Copy every row below word for word, omitting the pictures from your answer.

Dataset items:
========

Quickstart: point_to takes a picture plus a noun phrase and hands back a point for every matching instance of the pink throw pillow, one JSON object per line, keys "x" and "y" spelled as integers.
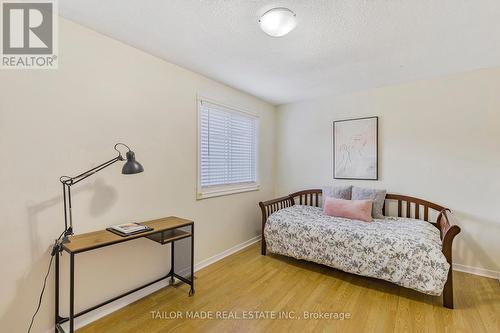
{"x": 349, "y": 209}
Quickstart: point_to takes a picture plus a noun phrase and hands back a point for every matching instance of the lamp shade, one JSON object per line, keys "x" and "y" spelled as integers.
{"x": 131, "y": 166}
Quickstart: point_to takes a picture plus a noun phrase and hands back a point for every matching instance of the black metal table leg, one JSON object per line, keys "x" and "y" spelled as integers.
{"x": 72, "y": 294}
{"x": 191, "y": 291}
{"x": 172, "y": 256}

========

• WORKED ANSWER:
Quickstart: point_to takes a picture plus a noun phrase and hands back a point for every matching instance of the pink throw pillow, one JSON object per line, keys "x" and "y" spelled as integers.
{"x": 349, "y": 209}
Quickstart: point_to takes a picture plus a noun phrase and hands back a point for every matching instance of the lamp shade, one JSON object per line, keys "x" and "y" spelled as integers.
{"x": 131, "y": 166}
Quickstart: point_to takes a picture plus a noun phrase and hands back a point for every matching instance of the black metal table leg, one JSON object per line, keys "x" and "y" spelled as integers.
{"x": 72, "y": 294}
{"x": 191, "y": 291}
{"x": 172, "y": 256}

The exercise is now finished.